Task goal
Please copy all of the records below word for word, leaving out the pictures.

Given entries
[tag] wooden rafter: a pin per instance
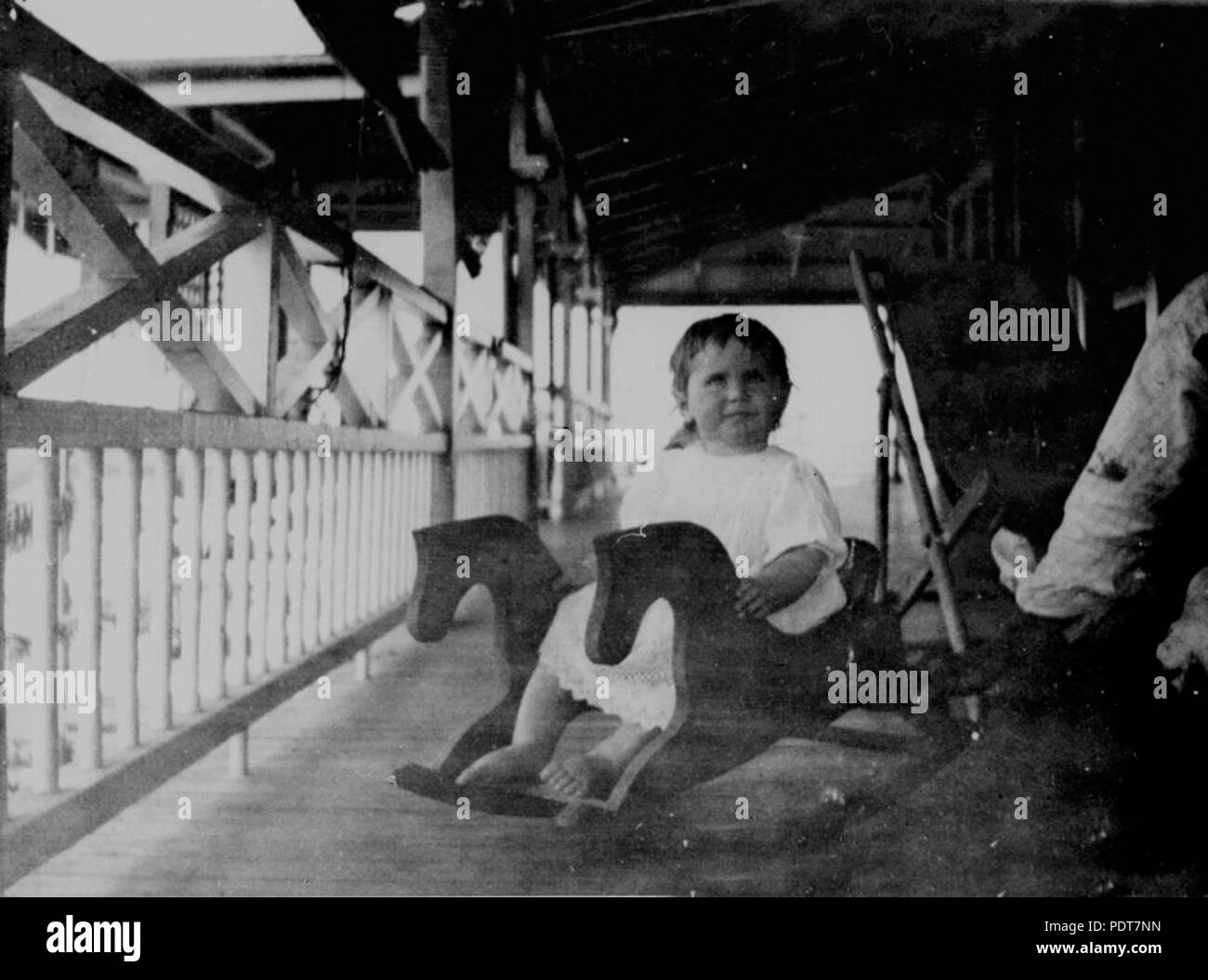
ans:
(91, 221)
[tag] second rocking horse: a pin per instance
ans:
(740, 685)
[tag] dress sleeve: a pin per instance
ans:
(804, 513)
(640, 503)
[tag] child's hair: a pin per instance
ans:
(720, 331)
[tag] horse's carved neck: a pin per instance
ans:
(677, 561)
(500, 553)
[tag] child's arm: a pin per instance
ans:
(783, 581)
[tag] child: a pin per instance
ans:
(731, 383)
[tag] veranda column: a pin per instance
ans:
(438, 221)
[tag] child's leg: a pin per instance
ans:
(544, 712)
(593, 774)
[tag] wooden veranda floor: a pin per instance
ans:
(318, 815)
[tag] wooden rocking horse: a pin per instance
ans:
(741, 685)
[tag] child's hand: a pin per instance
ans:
(754, 599)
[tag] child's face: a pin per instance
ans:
(732, 398)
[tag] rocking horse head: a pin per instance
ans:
(679, 561)
(498, 552)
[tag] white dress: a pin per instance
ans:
(759, 506)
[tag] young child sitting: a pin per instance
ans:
(762, 503)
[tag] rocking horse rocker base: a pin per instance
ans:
(740, 685)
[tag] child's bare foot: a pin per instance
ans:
(588, 775)
(511, 764)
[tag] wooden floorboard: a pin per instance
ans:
(318, 816)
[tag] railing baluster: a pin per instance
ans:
(310, 568)
(189, 463)
(326, 548)
(374, 583)
(257, 613)
(296, 577)
(338, 617)
(237, 575)
(214, 529)
(161, 495)
(387, 516)
(351, 503)
(277, 561)
(363, 568)
(44, 636)
(87, 539)
(393, 519)
(125, 604)
(411, 504)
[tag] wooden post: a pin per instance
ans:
(363, 571)
(278, 563)
(351, 503)
(190, 464)
(377, 524)
(7, 81)
(526, 281)
(87, 521)
(213, 620)
(296, 573)
(438, 220)
(125, 605)
(389, 519)
(312, 485)
(326, 545)
(339, 617)
(257, 611)
(160, 518)
(45, 635)
(241, 557)
(882, 516)
(934, 533)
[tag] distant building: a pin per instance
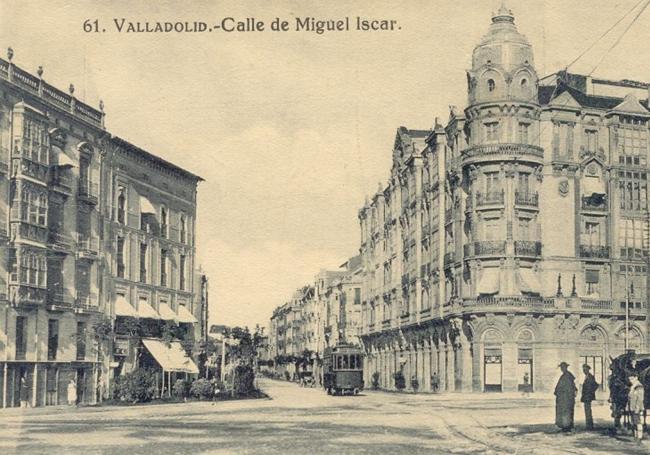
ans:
(510, 238)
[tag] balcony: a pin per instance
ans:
(505, 151)
(88, 192)
(592, 203)
(527, 199)
(31, 169)
(450, 257)
(528, 248)
(87, 247)
(86, 303)
(594, 251)
(485, 248)
(490, 198)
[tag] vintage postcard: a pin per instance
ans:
(339, 227)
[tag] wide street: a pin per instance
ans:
(302, 421)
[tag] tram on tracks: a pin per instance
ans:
(343, 370)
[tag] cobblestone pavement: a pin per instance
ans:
(306, 421)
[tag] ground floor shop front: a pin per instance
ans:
(498, 352)
(31, 384)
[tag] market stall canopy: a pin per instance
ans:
(166, 313)
(170, 357)
(146, 311)
(146, 207)
(124, 308)
(185, 316)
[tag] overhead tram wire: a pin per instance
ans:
(643, 8)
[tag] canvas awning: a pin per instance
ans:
(146, 311)
(166, 313)
(185, 316)
(124, 308)
(489, 282)
(528, 281)
(170, 357)
(146, 207)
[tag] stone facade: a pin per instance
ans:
(506, 240)
(61, 223)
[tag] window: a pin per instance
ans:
(163, 267)
(591, 283)
(633, 190)
(21, 337)
(120, 257)
(591, 140)
(143, 262)
(163, 222)
(181, 271)
(52, 338)
(81, 340)
(492, 132)
(183, 229)
(121, 206)
(632, 145)
(523, 132)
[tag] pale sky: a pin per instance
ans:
(290, 130)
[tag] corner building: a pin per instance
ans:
(506, 241)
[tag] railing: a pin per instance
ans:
(526, 198)
(589, 203)
(500, 150)
(450, 257)
(490, 198)
(54, 96)
(594, 251)
(89, 190)
(528, 248)
(485, 248)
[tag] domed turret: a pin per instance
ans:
(502, 63)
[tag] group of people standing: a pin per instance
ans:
(566, 392)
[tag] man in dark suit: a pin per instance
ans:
(589, 388)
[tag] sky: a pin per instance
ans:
(291, 130)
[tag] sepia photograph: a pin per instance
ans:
(324, 227)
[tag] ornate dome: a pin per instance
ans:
(503, 45)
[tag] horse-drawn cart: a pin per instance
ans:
(619, 386)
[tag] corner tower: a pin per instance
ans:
(502, 165)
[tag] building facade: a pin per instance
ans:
(68, 250)
(514, 236)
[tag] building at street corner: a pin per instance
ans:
(318, 316)
(93, 232)
(507, 240)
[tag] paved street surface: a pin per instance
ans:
(306, 421)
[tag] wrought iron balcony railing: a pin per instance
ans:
(528, 248)
(530, 199)
(594, 251)
(490, 198)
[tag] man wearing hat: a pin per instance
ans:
(589, 387)
(565, 398)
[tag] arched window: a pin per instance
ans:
(121, 206)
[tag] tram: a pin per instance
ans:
(343, 370)
(619, 385)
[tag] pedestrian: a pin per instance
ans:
(589, 387)
(636, 406)
(435, 382)
(72, 393)
(565, 399)
(23, 392)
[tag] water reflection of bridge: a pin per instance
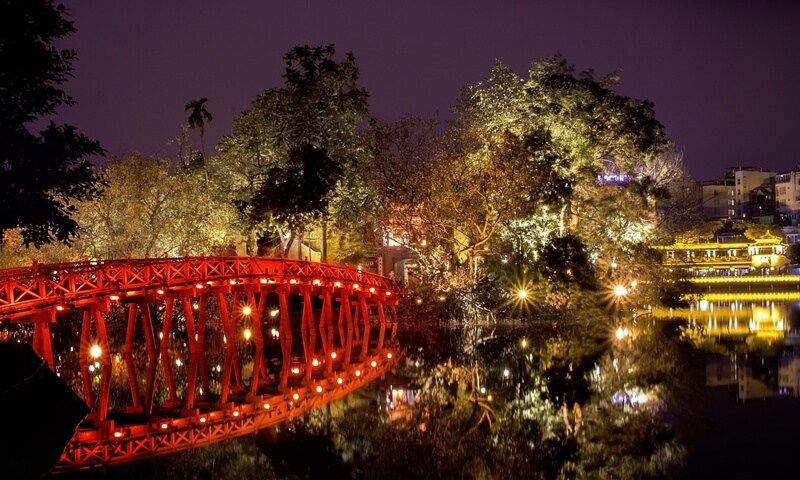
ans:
(191, 325)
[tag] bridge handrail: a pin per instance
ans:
(46, 285)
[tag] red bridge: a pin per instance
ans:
(190, 325)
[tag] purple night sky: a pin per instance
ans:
(722, 74)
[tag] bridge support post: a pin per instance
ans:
(128, 354)
(42, 342)
(100, 405)
(259, 369)
(164, 347)
(285, 333)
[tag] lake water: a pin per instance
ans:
(701, 393)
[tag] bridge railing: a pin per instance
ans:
(23, 290)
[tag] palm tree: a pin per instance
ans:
(198, 117)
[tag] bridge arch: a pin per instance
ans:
(308, 300)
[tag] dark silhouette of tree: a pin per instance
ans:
(288, 153)
(198, 116)
(42, 175)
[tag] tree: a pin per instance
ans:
(42, 175)
(146, 210)
(300, 135)
(198, 116)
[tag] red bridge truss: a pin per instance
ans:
(195, 327)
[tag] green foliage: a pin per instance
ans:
(42, 175)
(564, 260)
(146, 210)
(292, 148)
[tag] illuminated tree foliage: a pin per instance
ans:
(289, 151)
(519, 169)
(44, 174)
(146, 210)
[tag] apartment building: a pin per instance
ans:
(787, 196)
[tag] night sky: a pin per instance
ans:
(723, 74)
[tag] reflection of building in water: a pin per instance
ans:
(753, 376)
(736, 321)
(789, 370)
(763, 356)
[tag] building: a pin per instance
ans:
(787, 196)
(743, 193)
(718, 198)
(728, 258)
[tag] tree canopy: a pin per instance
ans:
(290, 150)
(42, 174)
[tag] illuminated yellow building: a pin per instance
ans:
(762, 256)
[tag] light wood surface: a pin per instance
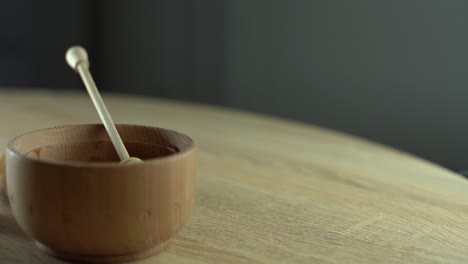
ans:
(273, 191)
(80, 208)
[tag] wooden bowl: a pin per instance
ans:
(68, 192)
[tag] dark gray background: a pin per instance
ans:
(391, 71)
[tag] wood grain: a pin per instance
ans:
(80, 208)
(274, 191)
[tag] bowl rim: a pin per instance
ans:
(11, 151)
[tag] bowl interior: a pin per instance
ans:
(90, 143)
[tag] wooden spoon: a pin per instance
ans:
(77, 58)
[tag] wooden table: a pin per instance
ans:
(271, 190)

Output for this task
[tag] wooden rafter: a pin per instance
ans:
(91, 221)
[tag] second rocking horse: a pin per instance
ans:
(740, 685)
[tag] dress sleeve: a pin per instance
ans:
(804, 513)
(640, 503)
[tag] child's hair: a pin per instance
ans:
(720, 331)
[tag] horse's carved neck: a pin per instance
ans:
(677, 561)
(500, 553)
[tag] child's arm: a pin per instance
ans:
(783, 581)
[tag] child: a pin per instance
ans:
(731, 383)
[tag] veranda column: a pin per instance
ans:
(438, 221)
[tag] child's leg: a pin per instance
ans:
(544, 712)
(593, 774)
[tag] wooden veranda floor: a pin per instance
ans:
(318, 815)
[tag] wooden rocking horse: a pin per instance
ans:
(741, 685)
[tag] child's hand: a pin per instance
ans:
(754, 599)
[tag] child's face: a pin per instance
ans:
(732, 398)
[tag] rocking horse head: a pin per instance
ans:
(679, 561)
(498, 552)
[tag] white dress: a pin per instance
ans:
(759, 506)
[tag] young child sitting: a pin per instance
ans:
(762, 503)
[tag] rocking horse rocker base: a pin per instance
ans:
(740, 685)
[tag] child's bare foot: a pin per instance
ans:
(588, 775)
(511, 764)
[tag] wooden floorboard: a pin per instance
ans:
(318, 816)
[tag] railing baluster: a pin per instance
ans:
(310, 568)
(189, 463)
(326, 548)
(374, 583)
(257, 613)
(296, 577)
(338, 617)
(237, 575)
(214, 529)
(161, 495)
(387, 516)
(351, 503)
(277, 561)
(363, 568)
(44, 636)
(87, 539)
(393, 519)
(125, 604)
(411, 504)
[tag] wooden post: a pin per instance
ans:
(363, 571)
(278, 563)
(351, 503)
(190, 464)
(377, 524)
(7, 81)
(526, 281)
(87, 521)
(213, 620)
(296, 573)
(438, 220)
(125, 605)
(389, 519)
(312, 485)
(326, 545)
(339, 617)
(257, 611)
(160, 518)
(45, 635)
(241, 557)
(882, 516)
(934, 533)
[tag] distant building: a pin per instance
ans:
(510, 238)
[tag] balcony: a pin per instance
ans:
(505, 151)
(88, 192)
(592, 203)
(527, 199)
(31, 169)
(450, 257)
(528, 248)
(87, 247)
(86, 303)
(594, 251)
(485, 248)
(490, 198)
[tag] vintage postcard: a pin per instance
ans:
(339, 227)
[tag] wide street: a pin per instance
ans:
(302, 421)
[tag] tram on tracks: a pin per instance
ans:
(343, 370)
[tag] cobblestone pavement: a pin per instance
ans:
(306, 421)
[tag] ground floor shop front: a pin per instance
ans:
(498, 352)
(31, 384)
[tag] market stall canopy: a pin per instance
ans:
(166, 313)
(170, 357)
(146, 311)
(146, 207)
(124, 308)
(185, 316)
[tag] overhead tram wire: a pin per instance
ans:
(643, 8)
[tag] canvas awning: a pin per instance
ans:
(146, 311)
(166, 313)
(185, 316)
(124, 308)
(489, 282)
(528, 281)
(170, 357)
(146, 207)
[tag] stone facade: a pin per instance
ans:
(506, 240)
(61, 223)
[tag] window: a pin per instance
ans:
(163, 267)
(591, 283)
(633, 190)
(21, 337)
(120, 257)
(591, 140)
(143, 262)
(163, 222)
(181, 271)
(52, 338)
(81, 340)
(492, 132)
(183, 229)
(121, 206)
(632, 145)
(523, 132)
[tag] pale sky: a pin per instance
ans:
(290, 130)
[tag] corner building: a pin per instance
ans:
(506, 241)
[tag] railing: a pin per instance
ans:
(526, 198)
(589, 203)
(500, 150)
(450, 257)
(490, 198)
(54, 96)
(594, 251)
(89, 190)
(528, 248)
(485, 248)
[tag] domed turret: a pin per instance
ans:
(502, 63)
[tag] group of people standing: a pin per instance
ans:
(566, 392)
[tag] man in dark suit: a pin per instance
ans:
(589, 388)
[tag] sky: a pin per instance
ans:
(291, 130)
[tag] sepia photograph: a pin per instance
ans:
(324, 227)
[tag] ornate dome: a pin per instance
ans:
(503, 45)
[tag] horse-drawn cart: a pin per instance
ans:
(619, 386)
[tag] corner tower: a pin per instance
ans:
(502, 165)
[tag] building facade: a pin per instance
ans:
(68, 250)
(514, 236)
[tag] building at street corner: a pin per instance
ans:
(318, 316)
(93, 232)
(507, 240)
[tag] paved street surface: a pin per instance
ans:
(306, 421)
[tag] wrought iron balcony railing: a pin per instance
ans:
(528, 248)
(530, 199)
(594, 251)
(490, 198)
[tag] man wearing hat: a pin per instance
ans:
(589, 387)
(565, 398)
[tag] arched window: a pin per instance
ans:
(121, 206)
[tag] tram: a pin per instance
ans:
(343, 370)
(619, 385)
[tag] pedestrian: a pin per instance
ans:
(589, 387)
(636, 406)
(435, 382)
(72, 393)
(565, 399)
(23, 392)
[tag] water reflection of bridge: a pin per instance
ans:
(191, 325)
[tag] bridge handrail: a pin per instance
ans:
(46, 285)
[tag] red bridge: a pin per instance
ans:
(190, 325)
[tag] purple night sky: a pin per instance
ans:
(722, 74)
[tag] bridge support post: a pin per instance
ans:
(128, 354)
(42, 342)
(100, 405)
(259, 369)
(164, 347)
(285, 333)
[tag] lake water: a pin per instance
ans:
(701, 393)
[tag] bridge railing: a pin per instance
ans:
(23, 290)
[tag] palm tree: a pin per instance
ans:
(198, 117)
[tag] bridge arch: a pin per instance
ans:
(308, 300)
[tag] dark silhouette of tree: a pin per instance
ans:
(288, 153)
(198, 116)
(42, 175)
[tag] tree: a pin per instance
ans:
(42, 175)
(146, 210)
(300, 135)
(198, 116)
[tag] red bridge truss: a pin per instance
ans:
(195, 327)
[tag] green foliage: a pin per instance
ans:
(42, 175)
(564, 260)
(146, 210)
(292, 148)
[tag] illuminated tree foliage: a pin per instance
ans:
(289, 151)
(519, 169)
(44, 174)
(146, 210)
[tag] apartment building: a pin per instance
ans:
(787, 196)
[tag] night sky: a pin per instance
ans:
(723, 74)
[tag] reflection of building in water: a pin per instance
ans:
(753, 376)
(736, 321)
(789, 370)
(763, 356)
[tag] building: a pin per instance
ans:
(787, 196)
(743, 193)
(718, 198)
(728, 258)
[tag] tree canopy: a pin per instance
ans:
(290, 150)
(42, 174)
[tag] illuminated yellow building: a pin per instance
ans:
(762, 256)
[tag] light wood surface: a pin per instance
ans:
(273, 191)
(80, 208)
[tag] wooden bowl: a pin per instance
ans:
(68, 192)
[tag] dark gray background: a pin per instance
ans:
(391, 71)
[tag] wood grain: a pin per instance
ans:
(80, 208)
(274, 191)
[tag] bowl rim: a pin per instance
ans:
(11, 151)
[tag] bowl interior: a pin per instance
ans:
(90, 143)
[tag] wooden spoon: a pin per instance
ans:
(77, 58)
[tag] wooden table: a pin per instance
ans:
(271, 190)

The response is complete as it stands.